◆ Objective: Copy the items from the line containing "Where is the white ceiling" through the line containing "[245,113,314,252]", swapping "beige wall" for "tan wall" and changing nothing else. Give only those lines.

◆ Given data:
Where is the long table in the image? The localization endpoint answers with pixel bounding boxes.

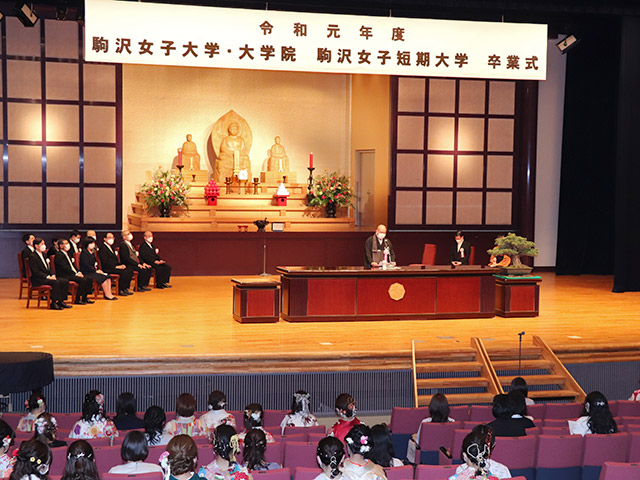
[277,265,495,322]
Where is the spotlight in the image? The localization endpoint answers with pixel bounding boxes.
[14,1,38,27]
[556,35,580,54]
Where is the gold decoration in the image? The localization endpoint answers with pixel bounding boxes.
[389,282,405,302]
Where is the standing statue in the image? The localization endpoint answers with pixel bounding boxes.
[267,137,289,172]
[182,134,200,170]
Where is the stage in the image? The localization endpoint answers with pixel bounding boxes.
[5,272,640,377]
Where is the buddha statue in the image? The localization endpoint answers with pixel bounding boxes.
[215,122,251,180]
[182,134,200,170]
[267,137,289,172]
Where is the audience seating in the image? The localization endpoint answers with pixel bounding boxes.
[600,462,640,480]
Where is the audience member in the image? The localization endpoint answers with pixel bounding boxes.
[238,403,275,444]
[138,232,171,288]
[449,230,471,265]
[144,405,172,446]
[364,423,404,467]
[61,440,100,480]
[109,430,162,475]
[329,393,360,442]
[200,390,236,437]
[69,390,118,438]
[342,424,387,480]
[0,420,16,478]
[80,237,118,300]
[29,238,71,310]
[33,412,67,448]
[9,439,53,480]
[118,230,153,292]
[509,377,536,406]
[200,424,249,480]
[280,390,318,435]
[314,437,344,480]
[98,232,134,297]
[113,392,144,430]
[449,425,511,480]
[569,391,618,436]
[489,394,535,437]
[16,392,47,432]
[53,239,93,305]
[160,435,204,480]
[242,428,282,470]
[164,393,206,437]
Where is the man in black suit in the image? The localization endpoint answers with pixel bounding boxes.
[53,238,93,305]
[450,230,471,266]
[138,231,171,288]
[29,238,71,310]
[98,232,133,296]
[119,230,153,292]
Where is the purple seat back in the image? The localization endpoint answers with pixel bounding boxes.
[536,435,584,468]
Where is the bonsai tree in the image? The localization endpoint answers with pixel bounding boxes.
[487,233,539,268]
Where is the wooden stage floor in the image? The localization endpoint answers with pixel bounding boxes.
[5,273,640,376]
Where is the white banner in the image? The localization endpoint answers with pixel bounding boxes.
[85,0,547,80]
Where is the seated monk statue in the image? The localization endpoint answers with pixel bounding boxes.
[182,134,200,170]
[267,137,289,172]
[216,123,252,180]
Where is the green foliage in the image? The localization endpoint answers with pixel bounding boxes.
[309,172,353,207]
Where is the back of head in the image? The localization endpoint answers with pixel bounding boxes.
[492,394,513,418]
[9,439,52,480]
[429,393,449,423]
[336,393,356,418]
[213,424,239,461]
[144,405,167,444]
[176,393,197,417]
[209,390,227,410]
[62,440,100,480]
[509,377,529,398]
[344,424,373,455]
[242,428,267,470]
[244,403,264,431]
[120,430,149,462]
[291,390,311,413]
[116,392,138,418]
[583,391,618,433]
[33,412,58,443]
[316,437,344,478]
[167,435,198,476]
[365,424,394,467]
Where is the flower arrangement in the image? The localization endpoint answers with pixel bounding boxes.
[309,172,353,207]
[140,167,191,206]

---

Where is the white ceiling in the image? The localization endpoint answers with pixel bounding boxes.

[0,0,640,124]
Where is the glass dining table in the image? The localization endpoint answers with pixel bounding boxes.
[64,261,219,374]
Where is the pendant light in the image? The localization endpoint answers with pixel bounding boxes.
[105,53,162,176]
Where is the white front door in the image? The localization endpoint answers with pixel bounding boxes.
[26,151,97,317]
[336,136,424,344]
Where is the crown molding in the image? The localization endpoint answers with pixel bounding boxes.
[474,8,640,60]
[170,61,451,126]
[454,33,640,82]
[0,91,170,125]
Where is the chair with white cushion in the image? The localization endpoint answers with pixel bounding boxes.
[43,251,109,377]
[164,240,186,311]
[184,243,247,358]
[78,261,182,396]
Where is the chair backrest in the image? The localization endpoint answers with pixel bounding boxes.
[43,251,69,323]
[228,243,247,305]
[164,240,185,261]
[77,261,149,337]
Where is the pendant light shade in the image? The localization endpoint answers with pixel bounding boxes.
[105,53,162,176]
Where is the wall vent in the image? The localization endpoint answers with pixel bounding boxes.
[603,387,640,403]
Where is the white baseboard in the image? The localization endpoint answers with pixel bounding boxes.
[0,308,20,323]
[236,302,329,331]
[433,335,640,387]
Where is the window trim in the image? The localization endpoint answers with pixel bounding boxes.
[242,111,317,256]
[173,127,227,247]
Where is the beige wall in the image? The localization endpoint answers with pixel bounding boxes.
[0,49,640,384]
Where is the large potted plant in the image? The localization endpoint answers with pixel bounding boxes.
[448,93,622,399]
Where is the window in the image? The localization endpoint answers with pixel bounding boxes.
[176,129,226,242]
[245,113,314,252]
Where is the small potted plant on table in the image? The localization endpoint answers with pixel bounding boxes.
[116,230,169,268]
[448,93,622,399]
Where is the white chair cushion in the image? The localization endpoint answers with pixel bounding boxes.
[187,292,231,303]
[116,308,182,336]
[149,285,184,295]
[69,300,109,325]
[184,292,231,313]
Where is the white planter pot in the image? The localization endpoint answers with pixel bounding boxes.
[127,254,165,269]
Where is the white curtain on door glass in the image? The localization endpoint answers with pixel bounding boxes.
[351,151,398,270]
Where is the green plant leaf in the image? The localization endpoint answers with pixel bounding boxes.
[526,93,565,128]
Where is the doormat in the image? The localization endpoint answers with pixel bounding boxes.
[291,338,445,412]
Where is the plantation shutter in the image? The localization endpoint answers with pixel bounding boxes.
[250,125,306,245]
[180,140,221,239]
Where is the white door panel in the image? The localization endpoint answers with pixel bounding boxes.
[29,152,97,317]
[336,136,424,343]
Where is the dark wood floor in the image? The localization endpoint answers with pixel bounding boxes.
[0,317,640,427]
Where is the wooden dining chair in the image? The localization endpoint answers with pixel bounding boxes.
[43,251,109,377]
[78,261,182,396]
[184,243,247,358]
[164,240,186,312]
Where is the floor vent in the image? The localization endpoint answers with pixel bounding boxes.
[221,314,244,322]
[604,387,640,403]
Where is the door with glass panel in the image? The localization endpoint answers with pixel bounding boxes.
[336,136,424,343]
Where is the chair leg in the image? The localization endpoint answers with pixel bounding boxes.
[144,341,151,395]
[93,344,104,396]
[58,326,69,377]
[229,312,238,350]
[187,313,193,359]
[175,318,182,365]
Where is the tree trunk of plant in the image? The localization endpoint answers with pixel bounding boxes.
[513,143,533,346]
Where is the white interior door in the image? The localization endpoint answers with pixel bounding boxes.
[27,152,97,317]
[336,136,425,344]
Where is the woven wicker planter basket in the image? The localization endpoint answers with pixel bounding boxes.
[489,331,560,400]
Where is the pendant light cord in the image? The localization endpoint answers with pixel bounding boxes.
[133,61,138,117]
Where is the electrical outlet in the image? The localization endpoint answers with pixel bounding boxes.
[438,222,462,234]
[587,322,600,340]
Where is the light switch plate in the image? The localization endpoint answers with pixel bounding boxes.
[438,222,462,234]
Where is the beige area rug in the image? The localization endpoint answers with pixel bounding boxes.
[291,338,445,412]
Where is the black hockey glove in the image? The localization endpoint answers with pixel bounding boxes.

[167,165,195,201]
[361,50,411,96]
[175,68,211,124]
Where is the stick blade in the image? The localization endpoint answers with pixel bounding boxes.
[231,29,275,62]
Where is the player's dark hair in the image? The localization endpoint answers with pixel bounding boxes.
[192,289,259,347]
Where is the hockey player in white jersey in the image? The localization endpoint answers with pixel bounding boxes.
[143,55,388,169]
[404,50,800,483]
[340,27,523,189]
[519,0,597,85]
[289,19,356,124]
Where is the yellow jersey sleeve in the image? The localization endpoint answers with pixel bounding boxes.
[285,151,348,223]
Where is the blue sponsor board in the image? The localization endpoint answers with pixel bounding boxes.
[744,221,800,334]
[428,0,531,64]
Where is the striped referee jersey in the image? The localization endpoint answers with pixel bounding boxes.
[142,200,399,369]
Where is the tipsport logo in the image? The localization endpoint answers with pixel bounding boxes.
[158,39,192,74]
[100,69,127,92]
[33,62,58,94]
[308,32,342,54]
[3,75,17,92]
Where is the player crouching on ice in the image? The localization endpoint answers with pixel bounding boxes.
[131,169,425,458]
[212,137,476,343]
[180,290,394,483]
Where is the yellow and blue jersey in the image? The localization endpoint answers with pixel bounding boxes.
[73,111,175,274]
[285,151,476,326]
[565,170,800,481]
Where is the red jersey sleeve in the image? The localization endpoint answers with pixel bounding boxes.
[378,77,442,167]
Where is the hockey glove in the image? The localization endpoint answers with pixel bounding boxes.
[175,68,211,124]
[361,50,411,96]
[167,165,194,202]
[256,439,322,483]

...

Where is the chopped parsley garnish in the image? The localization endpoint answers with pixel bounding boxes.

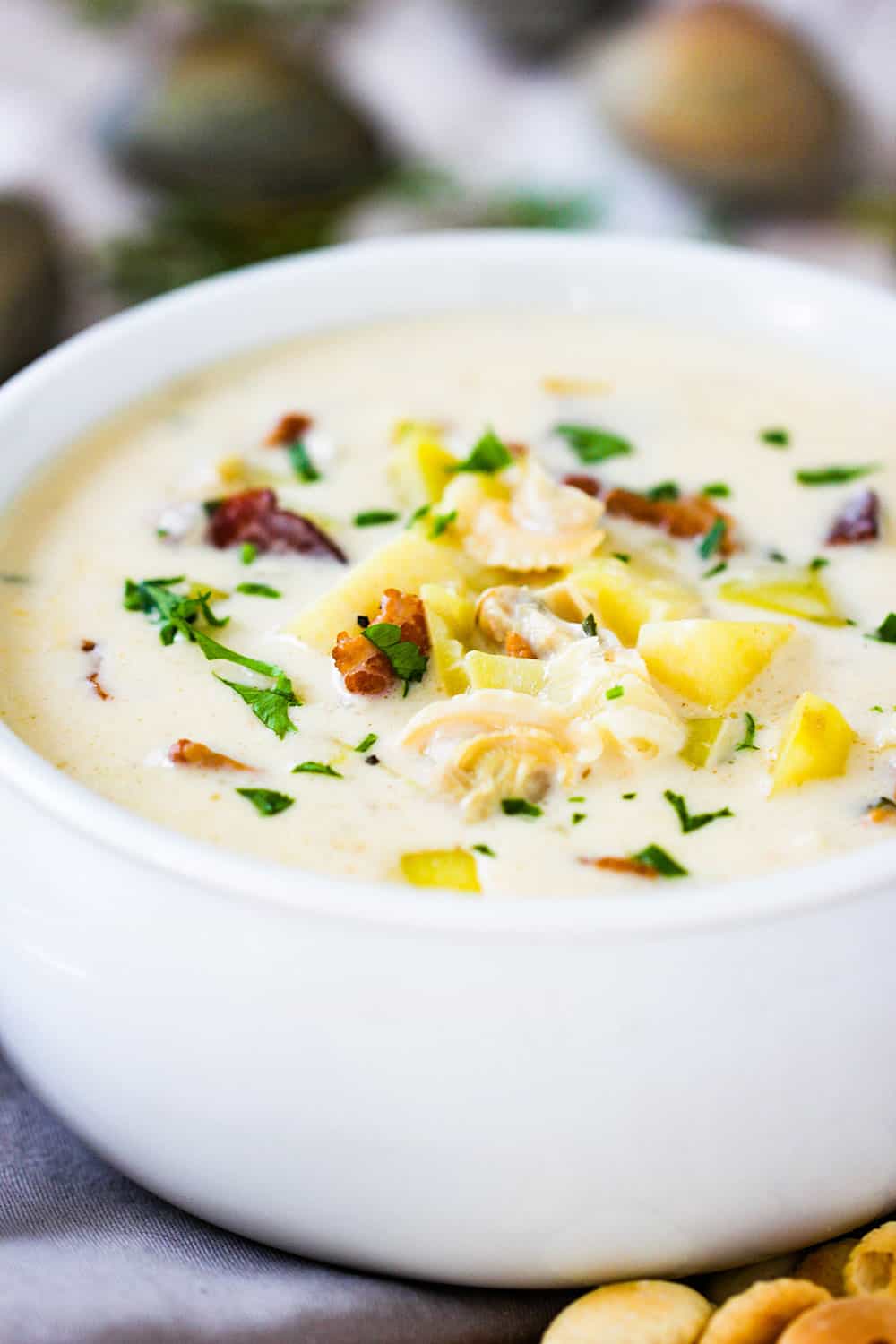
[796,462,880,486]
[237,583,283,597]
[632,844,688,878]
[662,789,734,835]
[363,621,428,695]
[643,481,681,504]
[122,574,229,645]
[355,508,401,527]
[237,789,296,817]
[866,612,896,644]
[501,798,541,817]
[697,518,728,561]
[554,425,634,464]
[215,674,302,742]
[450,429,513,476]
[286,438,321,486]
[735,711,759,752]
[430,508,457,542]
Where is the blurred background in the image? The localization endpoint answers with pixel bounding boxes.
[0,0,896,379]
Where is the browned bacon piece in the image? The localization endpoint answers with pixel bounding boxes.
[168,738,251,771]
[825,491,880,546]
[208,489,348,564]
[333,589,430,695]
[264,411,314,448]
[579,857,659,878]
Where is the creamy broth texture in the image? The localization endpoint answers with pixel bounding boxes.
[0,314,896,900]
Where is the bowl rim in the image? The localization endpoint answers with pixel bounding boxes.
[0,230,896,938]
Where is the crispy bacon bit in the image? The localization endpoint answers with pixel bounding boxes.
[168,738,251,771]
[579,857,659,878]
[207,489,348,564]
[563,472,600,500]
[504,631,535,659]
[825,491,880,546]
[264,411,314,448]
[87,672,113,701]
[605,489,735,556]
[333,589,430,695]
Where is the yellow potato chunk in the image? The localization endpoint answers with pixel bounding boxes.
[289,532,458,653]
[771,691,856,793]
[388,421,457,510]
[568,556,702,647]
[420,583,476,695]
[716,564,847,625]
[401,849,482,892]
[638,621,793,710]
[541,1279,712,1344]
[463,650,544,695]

◆ The result:
Where is the white ceiling in the image? The localization endpoint answers with pixel bounding boxes.

[0,0,640,124]
Where is the glass dining table in the image? The localization endpoint answers with pixel bounding boxes.
[64,261,219,374]
Where is the pendant light in the image? The localization endpoint answers with pixel bounding boxes.
[105,53,162,176]
Where is the white front door in the image? The localization endpoint answers with pixel bounding boxes.
[26,151,97,317]
[336,136,424,344]
Where is the crown molding in the image? The localization endpoint answers with pixel bounding boxes.
[474,8,640,60]
[170,61,451,126]
[454,33,640,82]
[0,91,170,125]
Where is the chair with white cushion in the image? The localization endpoint answers with pixel bounding boxes.
[43,251,109,377]
[164,240,186,311]
[184,243,247,358]
[78,261,182,396]
Where is the chair backrest in the image? The localization endpoint answers with pixel bounding boxes.
[43,251,69,323]
[228,243,247,305]
[164,240,185,261]
[77,261,149,337]
Where is the pendant light shade in the image? The localization endpoint answers with pixel bounding boxes.
[105,53,162,176]
Where is the wall vent in the image? The localization endpoint answers with pixel bounding boxes.
[603,387,640,403]
Where is the white baseboard in the image? The localization endpoint answers with pixel bounding boxes.
[0,308,20,323]
[236,302,329,331]
[433,335,640,387]
Where is the window trim in the image? The localization endpoint answers with pixel bounding boxes.
[242,111,317,256]
[173,127,227,247]
Where is the tan wall in the image? The localization endpoint answers with pixel bounding boxes.
[0,49,640,384]
Where is the large potted plant in the image? The localization endpoint answers with pixel bounding boxes.
[448,93,622,399]
Where is the window in the image? The localization endpoint answers with pixel bounding boxes.
[176,129,226,242]
[245,113,314,252]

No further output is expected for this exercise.